▶ Pagina
━━━━
I giochi dei bambini romani
Il contributo è tratto da Storia della civiltà europea a cura di Umberto Eco, edizione in 75 ebook
I giochi. Non si può vivere senza. Dai tempi dei tempi, i bambini e gli adulti hanno giocato dappertutto: in Mesopotamia, Egitto, Grecia e certamente anche a Roma. Qui parleremo dei giochi più prettamente adatti ai bambini, senza addentrarci nella discussione sui giochi d’azzardo con i dadi, o sul ludus latrunculorum, sorta di antenato degli scacchi, giocato su un tavoliere di 12 linee verticali tagliate da una sola linea verticale: tutti passatempi cui indulgevano soprattutto gli adulti.
Naturalmente a Roma molto amata è la palla e con essa giocano ragazzi e adulti. Molto noto è il gioco del trigon, che potremmo tradurre come il gioco dei tre cantoni. Lo giocano i bambini: ma, subito dopo aver sbrigato al Foro i propri pressanti impegni, anche i cittadini adulti amano recarsi al Campo Marzio per praticarlo.
Per il gioco del trigon, i tre partecipanti si pongono ai vertici di un triangolo. Quando sono tutti pronti, uno dei giocatori getta la palla a un compagno che la respinge con la mano aperta, e si continua così fino a che uno di loro non la fa cadere. Dopo di che si ricomincia da capo. Sappiamo che il trigon è uno dei giochi preferiti di Mecenate; durante un viaggio a Brindisi, egli cerca di coinvolgere persino Orazio e Virgilio, ma i due poeti, stanchi del viaggio, non sembrano apprezzare questo passatempo, e riescono a esimersi: uno riparandosi dietro alla sua congiuntivite e l’altro ai suoi guai allo stomaco.
Con la pila, la palla, si può giocare anche in modo estremamente semplice: Petronio ci ha trasmesso l’immagine di Trimalcione che alle terme gioca insieme ai suoi schiavetti con delle pilae di colore verde. Si fa accompagnare da uno dei servitori che lo segue con una abbondantissima provvista di queste palle perché, quando una di esse sfugge alle mani dei giocatori e cade per terra, Trimalcione la fa subito buttar via e sostituire.
━━━━
▶ Consegne scritte
• 1. Stampa dal testo sui giochi dei bambini romani il tratto che va da "Naturalmente a Roma" fino a "Marzio per praticarlo.".
• 2. Prosegui il testo sui giochi dei bambini romani, ripartendo subito dopo l'ultima frase riportata.

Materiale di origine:
━━━━
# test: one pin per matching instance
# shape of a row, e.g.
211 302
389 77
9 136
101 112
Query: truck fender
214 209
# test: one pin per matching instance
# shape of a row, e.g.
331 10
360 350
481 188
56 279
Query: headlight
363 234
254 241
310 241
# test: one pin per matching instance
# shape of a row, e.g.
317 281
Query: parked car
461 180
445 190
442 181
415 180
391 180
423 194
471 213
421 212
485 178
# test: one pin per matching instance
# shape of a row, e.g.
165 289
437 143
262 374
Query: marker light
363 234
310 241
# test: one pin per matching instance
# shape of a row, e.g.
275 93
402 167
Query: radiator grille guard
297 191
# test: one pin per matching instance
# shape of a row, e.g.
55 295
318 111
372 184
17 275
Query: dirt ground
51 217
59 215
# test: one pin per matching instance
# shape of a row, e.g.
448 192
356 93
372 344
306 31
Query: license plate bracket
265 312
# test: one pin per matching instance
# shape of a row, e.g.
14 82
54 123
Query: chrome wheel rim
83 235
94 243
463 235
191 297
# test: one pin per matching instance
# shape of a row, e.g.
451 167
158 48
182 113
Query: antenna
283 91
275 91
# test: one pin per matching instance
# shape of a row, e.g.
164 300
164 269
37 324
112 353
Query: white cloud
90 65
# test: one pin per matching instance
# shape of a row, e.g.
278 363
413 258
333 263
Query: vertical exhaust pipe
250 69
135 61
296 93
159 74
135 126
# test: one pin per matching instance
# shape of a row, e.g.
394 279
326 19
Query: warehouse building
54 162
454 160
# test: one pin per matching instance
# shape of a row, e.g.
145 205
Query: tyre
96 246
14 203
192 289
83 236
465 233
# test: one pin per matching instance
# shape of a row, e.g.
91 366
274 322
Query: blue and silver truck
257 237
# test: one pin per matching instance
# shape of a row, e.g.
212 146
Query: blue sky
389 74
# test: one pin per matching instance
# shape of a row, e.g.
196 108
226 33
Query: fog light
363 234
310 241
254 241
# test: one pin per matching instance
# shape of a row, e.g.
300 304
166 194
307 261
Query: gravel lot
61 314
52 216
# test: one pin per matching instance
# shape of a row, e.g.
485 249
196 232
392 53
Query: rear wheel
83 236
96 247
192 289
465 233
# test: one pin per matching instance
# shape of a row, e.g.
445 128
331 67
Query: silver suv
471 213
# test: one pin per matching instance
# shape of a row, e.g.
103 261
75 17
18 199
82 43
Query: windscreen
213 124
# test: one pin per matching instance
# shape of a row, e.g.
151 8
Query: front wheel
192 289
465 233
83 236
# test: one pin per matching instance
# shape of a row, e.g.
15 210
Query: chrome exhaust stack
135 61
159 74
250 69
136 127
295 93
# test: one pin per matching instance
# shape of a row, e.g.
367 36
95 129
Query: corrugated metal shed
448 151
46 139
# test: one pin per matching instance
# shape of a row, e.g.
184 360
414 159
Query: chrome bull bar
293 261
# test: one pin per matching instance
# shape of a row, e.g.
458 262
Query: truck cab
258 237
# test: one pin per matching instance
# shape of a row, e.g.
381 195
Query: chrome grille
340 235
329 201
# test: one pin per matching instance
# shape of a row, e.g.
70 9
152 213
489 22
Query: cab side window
━━━━
▶ Risposte all'esercizio
• 1.
Naturalmente a Roma molto amata è la palla e con essa giocano ragazzi e adulti. Molto noto è il gioco del trigon, che potremmo tradurre come il gioco dei tre cantoni. Lo giocano i bambini: ma, subito dopo aver sbrigato al Foro i propri pressanti impegni, anche i cittadini adulti amano recarsi al Campo Marzio per praticarlo.

• 2.
Esiste anche la paganica, una palla grande e leggera piena di piume, particolarmente adatta ai bambini. Marziale ce la descrive così: “Questa paganica gonfia di piume ben compresse / è meno molle del follis, ma è meno compatta della pila. Essendo paganica una parola derivata da pagus, è possibile che si tratti di un gioco di origine campagnola”.
Abbiamo poi il follis o folliculus. A quel che ci dice Ateneo, esso è stato inventato e fabbricato da un certo Attico il Napoletano, allenatore di Pompeo, e lo si usa per certe speciali partite. Si tratta di una palla gonfiata di aria: quindi leggera e adatta a giochi poco faticosi. Anche Svetonio ci conferma che il gioco del folliculum è più agevole degli altri e ce lo fa capire quando nella Vita di Augusto scrive che “coll’andar degli anni, avendo questi dovuto ridurre gli esercizi fisici ai quali fino allora si era dedicato, era passato dalla pila al folliculus”. Ce lo conferma poi anche Marziale quando scrive “Giovanotti allontanatevi! A me convengono le età miti: / col follis possono giocare i bambini; col follis i vecchi.” Col follis, poi, che essendo pieno di aria rimbalzava, ci si può giocare anche da soli e passare il tempo palleggiandolo in terra, o facenodolo rimbalzare contro le pareti.
Ovviamente, i bambini romani praticano molti altri giochi. Al solito, li troviamo descritti nella letteratura e nell’arte. Un poemetto attribuito a Ovidio e chiamato Nuces, "Noci", è dedicato a una serie di giochi con le noci, che i bambini e le ragazze romane amano molto e praticano soprattutto durante i Saturnali, sorta di antenato del nostro Natale. Nei tempi più antichi queste feste duravano un solo giorno, il 17 dicembre; poi, in età repubblicana, i giorni vengono portati a tre; durante l’impero Caligola li aumenta a cinque, ma a essi si aggiungono i giorni di festa detti sigillaria in cui ci si regala piccole figure in rilievo: quindi i Saturnalia finiscono per durare sette giorni. Sono periodi molto allegri e in essi gli adulti possono giocare a tutti quei giochi d’azzardo che a Roma sono proibiti per tutto il resto dell’anno, quindi possono sfogarsi con dadi, astragali e morra.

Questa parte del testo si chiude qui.